[Referring expression pointing data]

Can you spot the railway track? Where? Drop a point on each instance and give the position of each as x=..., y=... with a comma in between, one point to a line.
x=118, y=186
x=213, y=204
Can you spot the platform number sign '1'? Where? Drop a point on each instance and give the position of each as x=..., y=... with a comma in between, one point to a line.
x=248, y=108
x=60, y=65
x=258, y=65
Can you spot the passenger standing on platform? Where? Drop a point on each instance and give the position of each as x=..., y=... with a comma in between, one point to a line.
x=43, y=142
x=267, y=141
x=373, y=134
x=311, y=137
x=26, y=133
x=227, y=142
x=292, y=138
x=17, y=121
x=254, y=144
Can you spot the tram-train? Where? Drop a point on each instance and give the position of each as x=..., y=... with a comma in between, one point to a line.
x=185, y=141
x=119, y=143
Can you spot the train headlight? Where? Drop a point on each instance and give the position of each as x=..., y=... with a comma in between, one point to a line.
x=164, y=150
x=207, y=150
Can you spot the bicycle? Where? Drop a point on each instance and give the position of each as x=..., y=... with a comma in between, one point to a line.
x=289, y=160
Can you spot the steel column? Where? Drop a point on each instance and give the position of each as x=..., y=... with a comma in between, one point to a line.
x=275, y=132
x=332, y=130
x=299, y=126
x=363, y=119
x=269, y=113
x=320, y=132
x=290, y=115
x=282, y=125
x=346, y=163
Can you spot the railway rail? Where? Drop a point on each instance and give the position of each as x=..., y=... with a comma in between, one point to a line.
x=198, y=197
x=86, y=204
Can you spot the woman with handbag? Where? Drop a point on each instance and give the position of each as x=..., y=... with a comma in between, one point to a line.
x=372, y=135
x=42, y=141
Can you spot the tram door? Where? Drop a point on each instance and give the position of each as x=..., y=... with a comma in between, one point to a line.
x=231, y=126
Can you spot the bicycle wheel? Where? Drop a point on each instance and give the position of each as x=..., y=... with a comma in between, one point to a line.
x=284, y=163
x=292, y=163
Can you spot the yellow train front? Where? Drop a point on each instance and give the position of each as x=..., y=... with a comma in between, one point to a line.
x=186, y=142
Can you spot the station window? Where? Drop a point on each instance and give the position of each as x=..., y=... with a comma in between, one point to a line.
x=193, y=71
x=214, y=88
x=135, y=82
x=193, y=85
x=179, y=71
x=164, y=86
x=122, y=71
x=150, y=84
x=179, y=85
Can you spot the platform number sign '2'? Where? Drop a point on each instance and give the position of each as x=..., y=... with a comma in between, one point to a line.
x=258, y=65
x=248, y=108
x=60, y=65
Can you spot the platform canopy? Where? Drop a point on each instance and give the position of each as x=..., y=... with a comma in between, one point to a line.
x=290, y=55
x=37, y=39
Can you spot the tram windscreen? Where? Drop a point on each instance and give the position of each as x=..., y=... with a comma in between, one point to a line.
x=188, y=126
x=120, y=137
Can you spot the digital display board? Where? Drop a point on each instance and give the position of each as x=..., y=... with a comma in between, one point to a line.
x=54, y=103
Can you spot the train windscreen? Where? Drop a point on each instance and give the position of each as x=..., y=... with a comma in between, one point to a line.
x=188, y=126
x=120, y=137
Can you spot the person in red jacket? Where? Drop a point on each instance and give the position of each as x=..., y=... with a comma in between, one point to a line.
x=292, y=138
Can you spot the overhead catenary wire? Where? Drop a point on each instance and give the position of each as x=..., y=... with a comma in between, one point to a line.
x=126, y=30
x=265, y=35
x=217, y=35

Problem statement —
Each record above should be given again exactly as it appears.

Output of the exercise —
Can you spot the railway track? Where? Drop a point on each instance and give the position of each as x=..., y=... with a comma in between, one point to a line.
x=118, y=186
x=213, y=204
Can you spot the platform number sign '1'? Where? Drop a point on each instance and give the position of each as x=..., y=... with a comma in between, one point to a line.
x=248, y=108
x=60, y=65
x=258, y=65
Can you spot the passenger standing on platform? Where? Drop a point on each instance and give the position of each as x=..., y=... with a comma in between, one point to a line.
x=43, y=142
x=267, y=141
x=373, y=134
x=311, y=137
x=26, y=133
x=227, y=142
x=292, y=138
x=17, y=121
x=254, y=144
Can you spot the tram-train? Where? Drop a point on each instance and give the position of each as x=..., y=... with a comma in between, one point to a line.
x=185, y=141
x=119, y=143
Can you spot the train headlight? Where? Drop a point on each instance and give the position of each as x=..., y=... with a comma in between, one point to a line.
x=164, y=150
x=207, y=150
Can you spot the bicycle? Where? Drop a point on each instance and give the position of each as x=..., y=... with a comma in between, one point to a line.
x=289, y=160
Can you spot the steel column? Where? Drop a point on each instance and give the position of each as x=..., y=... with a comma in between, one point to a line.
x=275, y=132
x=332, y=130
x=299, y=126
x=363, y=119
x=269, y=113
x=320, y=132
x=290, y=115
x=282, y=125
x=346, y=163
Can you spot the railway rail? Where? Drop a point on each instance and give the position of each as x=..., y=... with a comma in between, one point to a line.
x=198, y=197
x=86, y=204
Can you spot the woman with handbag? Where? Drop a point on each instance and give the position of each as x=..., y=... with a comma in between, one point to a line.
x=372, y=135
x=42, y=141
Can you spot the tram door? Where? Drop a point on each instance and give the position of each as x=..., y=... with a comma in between, one point to a line.
x=231, y=126
Can you spot the bicycle wheel? Where? Drop a point on each instance and give the position of each as x=..., y=... with a comma in between, one point to a line.
x=284, y=163
x=292, y=163
Can you spot the yellow train front? Where? Drop a point on each instance and give the position of each as x=..., y=... with a comma in between, one point to a line.
x=186, y=142
Can you spot the station window? Where? Drop a point on each instance and give the position of each as x=..., y=... with a comma in between, one point to a line.
x=193, y=71
x=214, y=88
x=135, y=82
x=193, y=85
x=179, y=71
x=164, y=86
x=122, y=71
x=150, y=84
x=179, y=85
Can you spot the platform number sign '2'? Where? Drop a point on each instance and give the position of each as x=..., y=... with a comma in between, one point to a line.
x=258, y=65
x=248, y=108
x=60, y=65
Can you spot the platform canopy? Where? Drop a point on each instance and give the position of each as x=..., y=... with a comma in between, one point to a line.
x=290, y=55
x=37, y=39
Can you spot the tram windscreen? Where? Drop a point on each instance and give the position of each as x=..., y=... with a comma in between, one point to a line.
x=188, y=126
x=120, y=137
Can you spot the digital display board? Where? Drop a point on each instance and give the position of each as x=..., y=... with a comma in between, one point to a line.
x=54, y=103
Can you spot the train windscreen? Where? Drop a point on each instance and give the position of each as x=..., y=... with a comma in between, one point to a line.
x=188, y=126
x=120, y=137
Can you spot the person in red jacket? Where? Drop a point on each instance and give the position of each as x=..., y=... with a comma in between, one point to a line.
x=292, y=138
Can you spot the overhead catenary wire? Where? Drop a point on each instance and give the position of each as x=..., y=... with a comma in between, one point to a line.
x=126, y=30
x=265, y=35
x=217, y=35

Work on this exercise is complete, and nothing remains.